(Excerpts from location labeling data)
>> Start
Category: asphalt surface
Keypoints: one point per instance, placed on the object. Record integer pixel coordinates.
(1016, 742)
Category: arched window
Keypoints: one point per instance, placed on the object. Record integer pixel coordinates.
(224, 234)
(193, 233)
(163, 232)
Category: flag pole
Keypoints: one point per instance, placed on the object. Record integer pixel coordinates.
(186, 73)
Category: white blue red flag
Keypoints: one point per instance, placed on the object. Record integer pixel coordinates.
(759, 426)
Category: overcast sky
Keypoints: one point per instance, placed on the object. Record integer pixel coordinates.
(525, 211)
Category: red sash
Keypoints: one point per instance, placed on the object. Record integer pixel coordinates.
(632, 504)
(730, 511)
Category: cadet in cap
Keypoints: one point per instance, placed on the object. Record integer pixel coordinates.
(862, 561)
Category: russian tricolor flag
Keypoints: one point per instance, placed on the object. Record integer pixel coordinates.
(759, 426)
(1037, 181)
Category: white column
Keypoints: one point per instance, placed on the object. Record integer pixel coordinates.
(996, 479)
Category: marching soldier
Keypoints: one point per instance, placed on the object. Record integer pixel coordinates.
>> End
Short task:
Reproduce every one of the records above word for word, keeping each line in its original order.

Written answer:
Category: asphalt surface
Keypoints: one point per instance, placed on the object. Record integer pixel coordinates.
(1016, 742)
Category: arched window
Keypoints: one point per instance, placed on the object. Record integer pixel coordinates.
(224, 234)
(193, 233)
(163, 232)
Category: flag pole
Keypoints: one point per instance, placed on the object. Record integer pixel coordinates.
(186, 73)
Category: white blue red flag
Keypoints: one point per instance, placed on the object. Record integer pixel coordinates.
(759, 426)
Category: overcast sky
Keypoints: one point per instance, placed on the object. Record integer pixel coordinates.
(525, 211)
Category: red sash
Keypoints: one point per instance, placed on the object. Record integer pixel coordinates.
(632, 504)
(730, 511)
Category: cadet in cap
Keypoints: one point per instance, placed on the object. Record integer pixel coordinates.
(862, 561)
Category: russian tricolor flag
Keypoints: one point per instance, placed on the object. Record integer pixel coordinates.
(759, 426)
(1037, 181)
Category: white column
Keypoints: one point per instance, placed on the object. Record integer pixel coordinates.
(996, 479)
Category: marching soldier
Keypoints: one point per instance, placed on the object. Record integer pixel coordinates.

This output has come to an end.